— BRIEF —
Answer with a bare number: the count of lines in the records below that have the word "gray".

Top of PROVIDED DATA

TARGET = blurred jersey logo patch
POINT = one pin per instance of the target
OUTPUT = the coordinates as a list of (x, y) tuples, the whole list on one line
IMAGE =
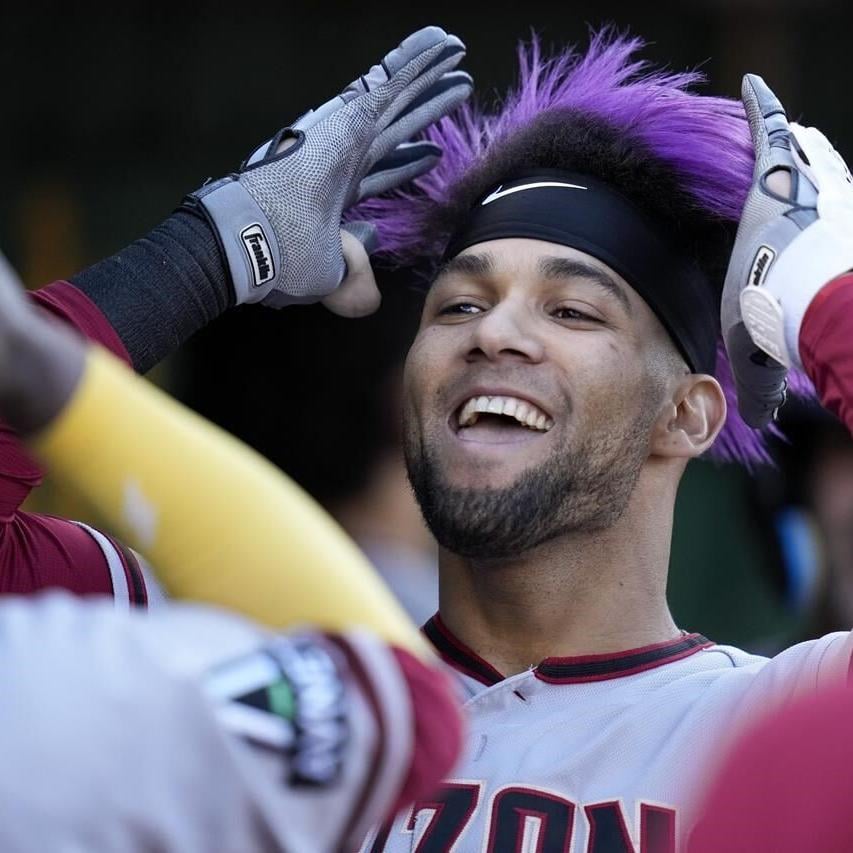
[(289, 697)]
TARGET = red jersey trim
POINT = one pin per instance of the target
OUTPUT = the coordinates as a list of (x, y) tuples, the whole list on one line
[(574, 670), (380, 748), (568, 670), (458, 655)]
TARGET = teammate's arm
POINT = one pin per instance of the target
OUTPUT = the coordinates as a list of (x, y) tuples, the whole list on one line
[(218, 522), (190, 729), (272, 230), (788, 292)]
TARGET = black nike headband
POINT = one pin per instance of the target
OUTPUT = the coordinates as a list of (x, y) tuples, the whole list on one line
[(587, 214)]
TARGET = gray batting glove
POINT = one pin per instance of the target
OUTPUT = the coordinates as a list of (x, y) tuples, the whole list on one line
[(795, 236), (279, 217)]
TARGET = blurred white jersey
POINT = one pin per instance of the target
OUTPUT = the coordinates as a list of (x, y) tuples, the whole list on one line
[(191, 730), (598, 754)]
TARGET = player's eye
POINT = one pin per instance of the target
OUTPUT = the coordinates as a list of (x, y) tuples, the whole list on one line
[(459, 309), (570, 313)]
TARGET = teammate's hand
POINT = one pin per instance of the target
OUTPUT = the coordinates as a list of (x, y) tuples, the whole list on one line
[(795, 236), (279, 217)]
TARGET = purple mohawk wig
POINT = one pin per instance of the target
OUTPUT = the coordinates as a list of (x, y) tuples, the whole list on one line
[(702, 142)]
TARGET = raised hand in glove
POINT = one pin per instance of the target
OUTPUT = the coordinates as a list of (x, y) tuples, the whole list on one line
[(279, 217), (795, 236)]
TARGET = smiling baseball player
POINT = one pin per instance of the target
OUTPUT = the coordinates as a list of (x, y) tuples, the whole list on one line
[(566, 369)]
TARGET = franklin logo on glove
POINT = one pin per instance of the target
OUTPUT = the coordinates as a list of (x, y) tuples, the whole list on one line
[(257, 248)]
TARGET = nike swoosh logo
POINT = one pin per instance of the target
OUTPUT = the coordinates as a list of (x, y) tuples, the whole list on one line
[(500, 192)]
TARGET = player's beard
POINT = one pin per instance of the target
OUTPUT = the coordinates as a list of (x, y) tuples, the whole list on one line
[(579, 488)]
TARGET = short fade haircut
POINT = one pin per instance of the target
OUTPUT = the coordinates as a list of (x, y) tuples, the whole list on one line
[(685, 159)]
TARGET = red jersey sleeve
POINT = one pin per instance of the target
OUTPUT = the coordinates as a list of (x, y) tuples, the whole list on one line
[(38, 551), (826, 347)]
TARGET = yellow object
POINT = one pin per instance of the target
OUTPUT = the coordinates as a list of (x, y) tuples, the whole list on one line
[(217, 521)]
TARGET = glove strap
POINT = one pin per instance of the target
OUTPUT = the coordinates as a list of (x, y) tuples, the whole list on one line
[(250, 245)]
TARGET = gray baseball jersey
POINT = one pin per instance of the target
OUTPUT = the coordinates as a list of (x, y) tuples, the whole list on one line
[(190, 729), (598, 754)]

Bottom of PROVIDED DATA

— TASK OUTPUT —
2